DOCUMENT TEXT ->
******************************

NOTE FROM THE EDITOR: During the recent scrubbing and cleaning of the Hamptons Subway system, one of our maintenance men found a typed copy of a 1948 Hamptons Subway Newsletter. Since until now everyone has thought the subway did not open to the public until 2007, this was quite something. How could this be? There had been a rumor that the system, originally built underground during the Roaring ’20s by Ivan Kratz but never opened, DID open briefly just after World War II. Now we know!
Week of March 27 to April 1, 1948
Riders this past week: 238
Rider miles this past week: 1,432
DOWN IN THE TUBE
Margaret Truman, the daughter of President Harry Truman, was seen traveling from Southampton to Bridgehampton last Friday afternoon with a friend. Gary Cooper, reading a movie script, was seen traveling from Westhampton Beach to Quogue on Tuesday. Jackie Robinson, the new Brooklyn Dodgers baseball star who broke the color barrier last summer and stole home in the World Series, was seen with Dodgers owner Walter O’Malley leaving Westhampton Beach bound for O’Malley’s oceanfront vacation home in Quiogue.
Nelson Rockefeller was spotted Saturday morning riding the subway from East Hampton to Southampton, on his way to the Du Pont estate. Jack Kennedy was seen traveling on Friday from Montauk to East Hampton to visit Jackie Bouvier at her family home there. Jack had sailed to Montauk from Hyannis Port, Massachusetts, aboard his family’s yacht. California Congressman Richard Nixon and his wife, Pat, were seen on Thursday heading from Amagansett to Montauk for a weekend at Maude Gurney’s Inn.

******************************

[Data items]
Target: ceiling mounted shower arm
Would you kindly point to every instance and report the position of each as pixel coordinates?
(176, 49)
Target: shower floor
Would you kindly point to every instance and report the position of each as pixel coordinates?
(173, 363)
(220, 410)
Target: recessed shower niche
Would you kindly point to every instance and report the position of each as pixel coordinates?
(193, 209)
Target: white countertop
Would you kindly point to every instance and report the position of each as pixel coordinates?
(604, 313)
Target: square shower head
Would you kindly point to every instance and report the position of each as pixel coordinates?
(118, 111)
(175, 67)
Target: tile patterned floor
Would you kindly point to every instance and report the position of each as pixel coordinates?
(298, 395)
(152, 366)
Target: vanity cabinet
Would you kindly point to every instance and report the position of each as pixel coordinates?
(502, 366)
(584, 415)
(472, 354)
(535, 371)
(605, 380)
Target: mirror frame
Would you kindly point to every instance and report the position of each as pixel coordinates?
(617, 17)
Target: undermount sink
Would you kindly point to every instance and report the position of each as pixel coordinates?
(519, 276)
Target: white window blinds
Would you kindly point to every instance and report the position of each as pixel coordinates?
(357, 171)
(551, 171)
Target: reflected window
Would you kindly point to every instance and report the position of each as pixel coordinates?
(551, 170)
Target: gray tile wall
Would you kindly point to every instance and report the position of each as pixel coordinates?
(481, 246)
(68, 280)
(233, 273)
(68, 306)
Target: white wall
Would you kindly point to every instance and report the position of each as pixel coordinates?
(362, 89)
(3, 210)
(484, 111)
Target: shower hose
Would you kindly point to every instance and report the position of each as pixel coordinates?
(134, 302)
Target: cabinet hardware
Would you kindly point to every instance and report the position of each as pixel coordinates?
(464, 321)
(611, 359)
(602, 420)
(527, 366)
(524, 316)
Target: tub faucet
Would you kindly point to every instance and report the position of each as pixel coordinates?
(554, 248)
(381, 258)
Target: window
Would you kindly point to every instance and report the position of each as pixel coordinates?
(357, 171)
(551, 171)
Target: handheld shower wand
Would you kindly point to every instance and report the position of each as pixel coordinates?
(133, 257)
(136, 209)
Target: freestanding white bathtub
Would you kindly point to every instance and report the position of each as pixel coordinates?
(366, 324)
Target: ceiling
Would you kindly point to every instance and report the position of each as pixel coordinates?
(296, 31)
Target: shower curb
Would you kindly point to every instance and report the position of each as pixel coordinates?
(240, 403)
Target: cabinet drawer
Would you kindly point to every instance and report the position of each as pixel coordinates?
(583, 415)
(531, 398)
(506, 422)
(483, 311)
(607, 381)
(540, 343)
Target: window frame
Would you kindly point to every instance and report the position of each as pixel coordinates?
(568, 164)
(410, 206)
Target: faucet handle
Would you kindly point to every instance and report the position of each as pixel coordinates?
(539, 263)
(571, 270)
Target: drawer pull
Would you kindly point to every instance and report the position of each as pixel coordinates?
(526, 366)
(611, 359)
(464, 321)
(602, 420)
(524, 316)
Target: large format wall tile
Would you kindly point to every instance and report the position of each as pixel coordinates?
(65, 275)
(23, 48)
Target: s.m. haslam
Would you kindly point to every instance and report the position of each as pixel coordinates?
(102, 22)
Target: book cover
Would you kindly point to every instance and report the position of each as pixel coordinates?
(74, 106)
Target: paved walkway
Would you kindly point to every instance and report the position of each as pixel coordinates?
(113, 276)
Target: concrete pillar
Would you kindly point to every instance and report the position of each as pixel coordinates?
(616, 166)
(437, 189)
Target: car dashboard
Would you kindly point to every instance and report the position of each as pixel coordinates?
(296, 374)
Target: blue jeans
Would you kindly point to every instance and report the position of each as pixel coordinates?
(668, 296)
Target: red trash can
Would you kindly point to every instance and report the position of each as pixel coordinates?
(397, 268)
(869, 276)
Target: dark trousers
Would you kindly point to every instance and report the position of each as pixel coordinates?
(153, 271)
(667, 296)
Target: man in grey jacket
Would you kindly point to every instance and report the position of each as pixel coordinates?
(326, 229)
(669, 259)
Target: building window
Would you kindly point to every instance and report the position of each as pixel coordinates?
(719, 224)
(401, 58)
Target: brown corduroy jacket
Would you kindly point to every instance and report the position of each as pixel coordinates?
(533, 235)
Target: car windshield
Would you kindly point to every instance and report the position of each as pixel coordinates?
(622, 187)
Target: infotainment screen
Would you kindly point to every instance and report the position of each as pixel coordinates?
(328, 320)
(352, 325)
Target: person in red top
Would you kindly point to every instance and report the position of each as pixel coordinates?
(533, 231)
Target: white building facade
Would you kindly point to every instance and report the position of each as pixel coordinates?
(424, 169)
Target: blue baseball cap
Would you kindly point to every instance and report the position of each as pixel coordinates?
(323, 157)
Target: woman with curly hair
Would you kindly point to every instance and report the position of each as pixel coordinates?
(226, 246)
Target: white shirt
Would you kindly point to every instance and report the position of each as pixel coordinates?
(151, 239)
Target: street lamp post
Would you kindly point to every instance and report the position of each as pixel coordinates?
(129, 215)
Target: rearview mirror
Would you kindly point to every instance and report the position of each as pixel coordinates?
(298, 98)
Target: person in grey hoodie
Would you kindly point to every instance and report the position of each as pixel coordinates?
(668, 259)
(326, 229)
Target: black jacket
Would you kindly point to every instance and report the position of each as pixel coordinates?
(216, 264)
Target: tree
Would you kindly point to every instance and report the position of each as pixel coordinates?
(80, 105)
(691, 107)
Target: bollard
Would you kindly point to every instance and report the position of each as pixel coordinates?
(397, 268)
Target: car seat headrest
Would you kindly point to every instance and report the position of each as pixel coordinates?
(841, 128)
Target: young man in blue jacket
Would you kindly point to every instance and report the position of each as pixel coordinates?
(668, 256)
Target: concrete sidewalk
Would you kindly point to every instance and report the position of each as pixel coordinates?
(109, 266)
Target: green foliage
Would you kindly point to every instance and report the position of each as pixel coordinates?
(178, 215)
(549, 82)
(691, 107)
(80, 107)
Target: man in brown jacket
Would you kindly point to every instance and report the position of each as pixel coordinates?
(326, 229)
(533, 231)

******************************

PROBLEMS TO SOLVE ->
(A) Answer these questions using the Hamptons Subway newsletter text:
(i) How many riders does the newsletter report for the week?
(ii) What was Gary Cooper reading while he rode the subway?
(iii) Where was Nelson Rockefeller headed when he was spotted on Saturday morning?
(B) Based on the Hamptons Subway newsletter text, say whether each statement is true. Answer yes or no, and quote the words from the text that decide it.
(i) The subway system was built by Ivan Kratz during the Roaring '20s.
(ii) Margaret Truman was seen traveling alone.
(iii) Jack Kennedy got to Montauk by subway from Massachusetts.
(C) Pick up the Hamptons Subway newsletter text where it ends and keep writing from there.

RESPONSES PER TASK ->
(A)
(i) 238
(ii) A movie script
(iii) The Du Pont estate

(B)
(i) Yes: "originally built underground during the Roaring ’20s by Ivan Kratz but never opened"
(ii) No: "was seen traveling from Southampton to Bridgehampton last Friday afternoon with a friend"
(iii) No: "Jack had sailed to Montauk from Hyannis Port, Massachusetts, aboard his family’s yacht."

(C)
FLAGMEN UNION ORGANIZED
The group of 28 young workers who serve as flagmen down in the tunnels guiding the trains along by waving red, yellow and green flags for stop, slow and go have announced the formation of a union and want to meet with
Subway Commissioner Butch Aspinall to demand higher wages. They threaten to strike but we predict it all will come to nothing, of course.
Commissioner Aspinall has informed the Board that 14 of the 17 children of the late Ivan Kratz, the man who built the Hamptons Subway system back in 1928, have filed a lawsuit claiming the arrangement for Aspinall and his buddies from Cincinnati, Ohio, who contracted to lease then never opened subway system with the other three children, did so without the approval of the other 14 heirs. They have been joined as plaintiffs in the lawsuit by the 46 known grandchildren of the late Mr. Kratz.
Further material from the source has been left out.